╭──

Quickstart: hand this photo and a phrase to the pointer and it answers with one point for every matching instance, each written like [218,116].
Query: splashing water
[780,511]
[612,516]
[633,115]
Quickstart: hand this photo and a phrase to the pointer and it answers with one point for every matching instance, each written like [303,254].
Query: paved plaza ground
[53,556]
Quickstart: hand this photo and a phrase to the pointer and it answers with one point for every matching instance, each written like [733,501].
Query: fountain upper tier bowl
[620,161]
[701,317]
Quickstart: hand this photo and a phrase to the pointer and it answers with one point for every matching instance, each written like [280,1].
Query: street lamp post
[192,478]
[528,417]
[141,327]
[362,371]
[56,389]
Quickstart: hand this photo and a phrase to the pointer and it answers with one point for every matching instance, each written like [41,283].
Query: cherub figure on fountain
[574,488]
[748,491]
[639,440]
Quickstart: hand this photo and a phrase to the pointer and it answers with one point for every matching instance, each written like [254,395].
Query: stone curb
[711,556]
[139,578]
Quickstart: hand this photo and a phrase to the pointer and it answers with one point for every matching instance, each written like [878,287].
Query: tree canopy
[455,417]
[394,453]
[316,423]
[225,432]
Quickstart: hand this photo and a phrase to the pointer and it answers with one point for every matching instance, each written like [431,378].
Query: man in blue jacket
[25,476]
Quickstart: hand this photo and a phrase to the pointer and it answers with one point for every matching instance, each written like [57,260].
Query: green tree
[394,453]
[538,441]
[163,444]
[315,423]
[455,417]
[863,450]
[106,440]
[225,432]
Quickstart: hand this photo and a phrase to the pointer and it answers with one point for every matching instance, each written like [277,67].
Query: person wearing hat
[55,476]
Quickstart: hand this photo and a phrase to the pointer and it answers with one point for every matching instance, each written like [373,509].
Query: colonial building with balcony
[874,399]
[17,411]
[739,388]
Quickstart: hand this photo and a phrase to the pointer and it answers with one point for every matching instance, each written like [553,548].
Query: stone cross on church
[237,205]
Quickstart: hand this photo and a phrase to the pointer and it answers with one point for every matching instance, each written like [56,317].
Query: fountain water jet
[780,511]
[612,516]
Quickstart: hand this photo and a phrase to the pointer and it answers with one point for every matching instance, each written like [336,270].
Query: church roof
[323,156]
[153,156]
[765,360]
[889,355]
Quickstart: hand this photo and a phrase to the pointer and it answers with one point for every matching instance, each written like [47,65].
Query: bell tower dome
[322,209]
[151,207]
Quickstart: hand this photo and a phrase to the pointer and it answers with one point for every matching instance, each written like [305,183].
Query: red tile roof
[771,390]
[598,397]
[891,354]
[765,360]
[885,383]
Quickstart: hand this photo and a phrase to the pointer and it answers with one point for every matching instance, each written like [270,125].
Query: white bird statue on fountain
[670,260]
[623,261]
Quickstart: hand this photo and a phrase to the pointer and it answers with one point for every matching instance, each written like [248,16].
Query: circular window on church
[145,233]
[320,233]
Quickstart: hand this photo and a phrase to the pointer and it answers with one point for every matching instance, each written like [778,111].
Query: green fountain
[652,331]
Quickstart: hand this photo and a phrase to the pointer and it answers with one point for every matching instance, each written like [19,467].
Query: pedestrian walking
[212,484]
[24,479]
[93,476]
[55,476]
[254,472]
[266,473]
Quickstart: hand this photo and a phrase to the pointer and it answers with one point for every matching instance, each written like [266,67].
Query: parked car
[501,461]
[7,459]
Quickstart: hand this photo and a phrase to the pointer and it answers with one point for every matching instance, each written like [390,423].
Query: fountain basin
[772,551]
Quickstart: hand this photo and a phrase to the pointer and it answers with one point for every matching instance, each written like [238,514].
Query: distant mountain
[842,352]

╰──
╭──

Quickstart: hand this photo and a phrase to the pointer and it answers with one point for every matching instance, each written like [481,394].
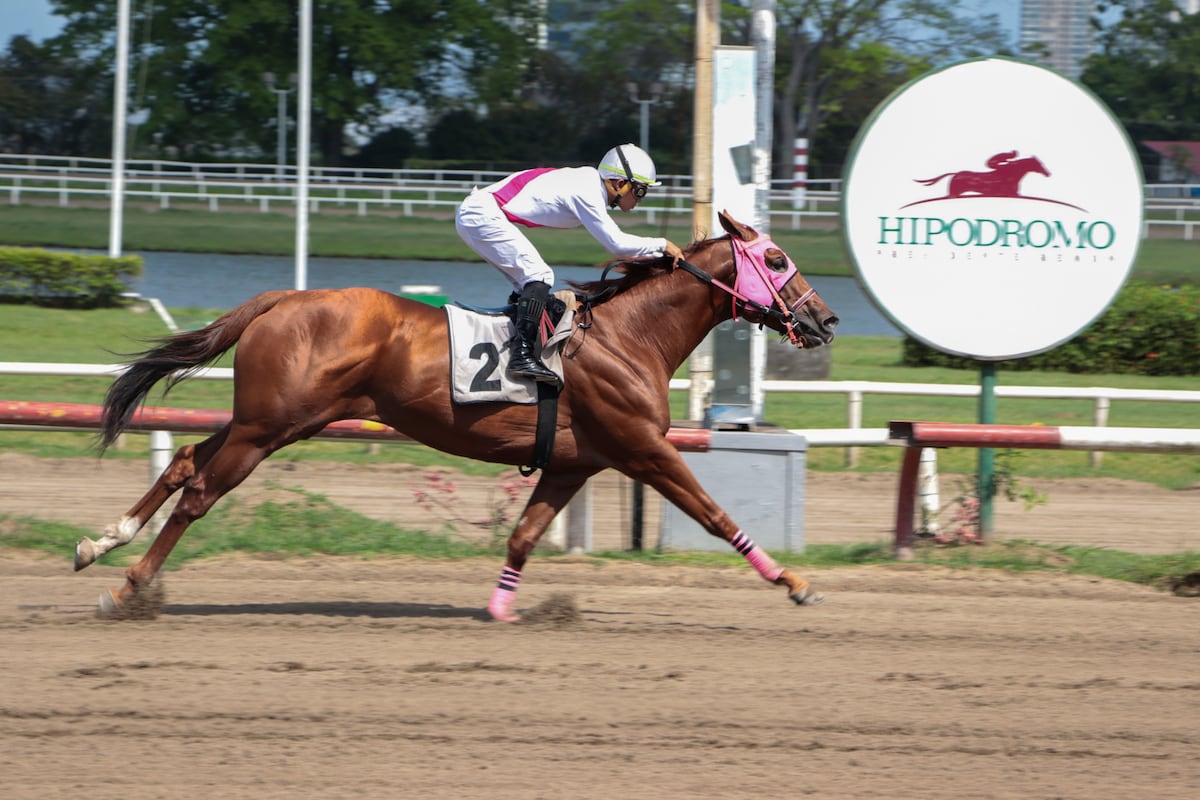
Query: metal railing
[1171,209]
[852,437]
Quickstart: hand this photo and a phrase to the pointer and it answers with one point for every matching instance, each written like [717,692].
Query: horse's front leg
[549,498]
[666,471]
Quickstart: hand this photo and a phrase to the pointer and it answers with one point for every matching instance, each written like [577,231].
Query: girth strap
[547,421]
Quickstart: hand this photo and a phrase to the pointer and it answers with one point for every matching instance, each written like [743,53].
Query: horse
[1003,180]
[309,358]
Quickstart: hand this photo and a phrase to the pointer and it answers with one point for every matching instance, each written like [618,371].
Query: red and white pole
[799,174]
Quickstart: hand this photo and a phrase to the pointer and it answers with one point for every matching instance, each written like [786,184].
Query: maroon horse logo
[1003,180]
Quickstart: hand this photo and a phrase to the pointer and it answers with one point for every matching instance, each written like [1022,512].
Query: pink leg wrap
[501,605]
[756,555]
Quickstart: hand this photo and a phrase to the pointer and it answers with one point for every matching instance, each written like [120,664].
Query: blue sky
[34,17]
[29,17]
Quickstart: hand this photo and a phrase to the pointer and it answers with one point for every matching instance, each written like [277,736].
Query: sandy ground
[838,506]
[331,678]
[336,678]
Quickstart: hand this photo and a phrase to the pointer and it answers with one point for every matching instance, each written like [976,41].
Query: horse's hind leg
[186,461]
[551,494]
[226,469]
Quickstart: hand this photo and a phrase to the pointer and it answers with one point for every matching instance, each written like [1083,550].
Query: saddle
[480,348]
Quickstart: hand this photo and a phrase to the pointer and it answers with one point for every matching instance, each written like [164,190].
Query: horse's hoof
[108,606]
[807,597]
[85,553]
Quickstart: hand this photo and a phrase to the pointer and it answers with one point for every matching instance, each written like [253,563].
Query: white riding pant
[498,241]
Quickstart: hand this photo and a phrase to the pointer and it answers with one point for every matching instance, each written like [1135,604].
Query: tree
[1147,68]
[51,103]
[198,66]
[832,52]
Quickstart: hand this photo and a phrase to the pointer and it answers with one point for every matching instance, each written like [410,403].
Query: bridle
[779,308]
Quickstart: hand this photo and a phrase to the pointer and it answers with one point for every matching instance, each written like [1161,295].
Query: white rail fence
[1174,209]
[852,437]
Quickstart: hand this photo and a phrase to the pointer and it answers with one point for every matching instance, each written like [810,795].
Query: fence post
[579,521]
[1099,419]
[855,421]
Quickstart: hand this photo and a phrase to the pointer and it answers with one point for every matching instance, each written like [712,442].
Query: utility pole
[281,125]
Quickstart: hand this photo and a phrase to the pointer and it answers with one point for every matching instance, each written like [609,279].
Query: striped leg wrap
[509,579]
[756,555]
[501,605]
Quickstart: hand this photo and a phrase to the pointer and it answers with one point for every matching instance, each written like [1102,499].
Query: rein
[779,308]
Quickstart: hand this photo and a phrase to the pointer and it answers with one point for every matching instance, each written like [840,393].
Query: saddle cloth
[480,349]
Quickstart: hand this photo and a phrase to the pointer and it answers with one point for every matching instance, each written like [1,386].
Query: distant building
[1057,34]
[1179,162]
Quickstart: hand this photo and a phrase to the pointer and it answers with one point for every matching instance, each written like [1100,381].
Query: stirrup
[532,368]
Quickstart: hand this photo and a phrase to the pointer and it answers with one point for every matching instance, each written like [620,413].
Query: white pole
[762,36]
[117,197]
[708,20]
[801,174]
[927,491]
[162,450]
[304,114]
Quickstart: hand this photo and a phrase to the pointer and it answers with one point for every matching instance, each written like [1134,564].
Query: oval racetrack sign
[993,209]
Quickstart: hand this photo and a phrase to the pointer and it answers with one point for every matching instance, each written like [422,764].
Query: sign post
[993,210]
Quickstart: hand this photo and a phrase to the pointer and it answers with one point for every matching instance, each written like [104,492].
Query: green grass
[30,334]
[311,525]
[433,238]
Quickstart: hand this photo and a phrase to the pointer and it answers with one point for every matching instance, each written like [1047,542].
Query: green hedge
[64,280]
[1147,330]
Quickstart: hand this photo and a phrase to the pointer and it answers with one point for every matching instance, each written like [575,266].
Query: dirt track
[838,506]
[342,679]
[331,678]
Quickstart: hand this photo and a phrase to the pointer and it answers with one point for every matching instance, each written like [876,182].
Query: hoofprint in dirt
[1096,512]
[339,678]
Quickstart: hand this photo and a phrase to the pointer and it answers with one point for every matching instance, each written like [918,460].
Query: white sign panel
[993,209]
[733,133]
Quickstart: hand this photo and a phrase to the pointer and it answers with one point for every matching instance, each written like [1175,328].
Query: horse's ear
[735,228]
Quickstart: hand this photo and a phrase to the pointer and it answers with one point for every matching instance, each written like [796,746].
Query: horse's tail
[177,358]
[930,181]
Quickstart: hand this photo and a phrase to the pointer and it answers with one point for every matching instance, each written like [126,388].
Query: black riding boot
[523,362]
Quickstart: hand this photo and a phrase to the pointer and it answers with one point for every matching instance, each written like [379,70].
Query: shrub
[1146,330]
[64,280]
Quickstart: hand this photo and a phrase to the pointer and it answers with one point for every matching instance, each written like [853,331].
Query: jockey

╰──

Count the lines of the records that contain the word "sign" and reply with only that number.

3